Required work → What is needed here is an exact transcription of all the entries.

═════ Supplied material ═════

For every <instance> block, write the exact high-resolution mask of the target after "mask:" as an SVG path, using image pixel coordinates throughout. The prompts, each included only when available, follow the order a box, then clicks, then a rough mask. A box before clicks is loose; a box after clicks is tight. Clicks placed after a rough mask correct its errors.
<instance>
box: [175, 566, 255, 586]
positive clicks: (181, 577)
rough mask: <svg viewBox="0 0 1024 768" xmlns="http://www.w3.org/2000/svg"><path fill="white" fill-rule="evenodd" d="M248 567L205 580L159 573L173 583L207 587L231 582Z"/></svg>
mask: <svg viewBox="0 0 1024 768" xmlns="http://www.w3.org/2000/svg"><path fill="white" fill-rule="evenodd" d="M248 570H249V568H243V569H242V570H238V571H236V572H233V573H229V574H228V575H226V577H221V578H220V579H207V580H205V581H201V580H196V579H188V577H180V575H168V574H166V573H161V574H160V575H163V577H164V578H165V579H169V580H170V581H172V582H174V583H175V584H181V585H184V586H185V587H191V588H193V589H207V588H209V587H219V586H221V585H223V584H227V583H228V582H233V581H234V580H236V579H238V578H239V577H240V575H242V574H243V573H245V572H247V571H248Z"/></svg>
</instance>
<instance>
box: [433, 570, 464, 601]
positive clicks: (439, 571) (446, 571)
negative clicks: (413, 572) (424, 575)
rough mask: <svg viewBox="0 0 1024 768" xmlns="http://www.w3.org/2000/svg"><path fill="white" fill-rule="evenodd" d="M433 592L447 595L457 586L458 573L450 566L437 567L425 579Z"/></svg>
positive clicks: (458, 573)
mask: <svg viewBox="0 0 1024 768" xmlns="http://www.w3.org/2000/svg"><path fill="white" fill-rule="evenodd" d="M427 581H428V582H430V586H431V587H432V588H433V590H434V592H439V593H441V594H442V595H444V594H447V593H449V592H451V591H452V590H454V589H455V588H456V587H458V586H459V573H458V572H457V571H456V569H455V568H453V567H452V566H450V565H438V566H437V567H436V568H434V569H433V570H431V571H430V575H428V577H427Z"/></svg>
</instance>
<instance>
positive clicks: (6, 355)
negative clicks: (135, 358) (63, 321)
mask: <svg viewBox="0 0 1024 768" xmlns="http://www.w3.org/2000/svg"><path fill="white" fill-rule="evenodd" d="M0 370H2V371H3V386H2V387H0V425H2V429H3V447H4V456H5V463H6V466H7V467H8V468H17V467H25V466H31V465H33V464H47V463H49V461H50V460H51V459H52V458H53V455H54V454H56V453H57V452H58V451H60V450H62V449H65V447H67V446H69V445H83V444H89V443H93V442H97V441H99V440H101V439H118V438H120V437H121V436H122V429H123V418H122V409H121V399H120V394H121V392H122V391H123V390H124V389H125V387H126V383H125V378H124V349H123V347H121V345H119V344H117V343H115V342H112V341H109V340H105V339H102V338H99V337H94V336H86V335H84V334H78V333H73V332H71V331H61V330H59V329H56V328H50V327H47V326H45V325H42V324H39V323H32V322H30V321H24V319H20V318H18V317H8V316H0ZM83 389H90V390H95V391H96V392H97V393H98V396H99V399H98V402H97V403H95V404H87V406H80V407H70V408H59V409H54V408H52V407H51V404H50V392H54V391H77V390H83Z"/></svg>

═════

Answer section →
For every <instance> block, write the exact high-resolution mask of the target after "mask:" as an SVG path, using image pixel coordinates throughout. The prompts, each included only when available, follow the order a box, then clicks, then a rough mask. A box before clicks is loose; a box after clicks is tight. Clicks placed after a rough mask correct its errors.
<instance>
box: [175, 566, 255, 586]
positive clicks: (181, 577)
rough mask: <svg viewBox="0 0 1024 768" xmlns="http://www.w3.org/2000/svg"><path fill="white" fill-rule="evenodd" d="M248 567L205 580L159 573L173 583L207 587L231 582Z"/></svg>
mask: <svg viewBox="0 0 1024 768" xmlns="http://www.w3.org/2000/svg"><path fill="white" fill-rule="evenodd" d="M248 570H249V568H243V569H242V570H238V571H236V572H233V573H229V574H228V575H226V577H221V578H220V579H207V580H205V581H201V580H196V579H188V577H180V575H168V574H166V573H161V574H160V575H163V577H164V578H165V579H169V580H170V581H172V582H174V583H175V584H181V585H184V586H185V587H191V588H193V589H207V588H209V587H219V586H221V585H223V584H227V583H228V582H233V581H234V580H236V579H238V578H239V577H240V575H242V574H243V573H245V572H247V571H248Z"/></svg>
</instance>
<instance>
box: [433, 570, 464, 601]
positive clicks: (439, 571) (446, 571)
negative clicks: (413, 572) (424, 575)
rough mask: <svg viewBox="0 0 1024 768" xmlns="http://www.w3.org/2000/svg"><path fill="white" fill-rule="evenodd" d="M433 592L447 595L457 586L458 573L450 566L437 567L425 579Z"/></svg>
positive clicks: (458, 573)
mask: <svg viewBox="0 0 1024 768" xmlns="http://www.w3.org/2000/svg"><path fill="white" fill-rule="evenodd" d="M427 581H428V582H430V586H431V587H432V588H433V590H434V592H439V593H441V594H442V595H444V594H447V593H449V592H451V591H452V590H454V589H455V588H456V587H458V586H459V573H458V572H457V571H456V569H455V568H453V567H452V566H450V565H438V566H437V567H436V568H434V569H433V570H431V571H430V575H428V577H427Z"/></svg>
</instance>
<instance>
positive clicks: (6, 355)
negative clicks: (135, 358) (63, 321)
mask: <svg viewBox="0 0 1024 768" xmlns="http://www.w3.org/2000/svg"><path fill="white" fill-rule="evenodd" d="M0 370H2V371H3V386H2V387H0V425H2V429H3V447H4V456H5V463H6V466H7V467H8V468H17V467H25V466H31V465H33V464H47V463H49V461H50V460H51V459H52V458H53V455H54V454H56V453H57V452H58V451H60V450H62V449H65V447H67V446H69V445H83V444H89V443H93V442H97V441H99V440H101V439H118V438H120V437H121V436H122V429H123V418H122V409H121V399H120V394H121V392H122V391H123V390H124V389H125V387H126V383H125V378H124V349H123V347H121V345H119V344H117V343H115V342H112V341H109V340H105V339H102V338H99V337H94V336H86V335H84V334H78V333H73V332H71V331H61V330H59V329H56V328H50V327H47V326H45V325H42V324H39V323H32V322H30V321H24V319H20V318H18V317H8V316H0ZM83 389H90V390H95V391H96V392H97V393H98V396H99V399H98V402H97V403H95V404H87V406H80V407H70V408H59V409H54V408H52V407H51V404H50V392H54V391H77V390H83Z"/></svg>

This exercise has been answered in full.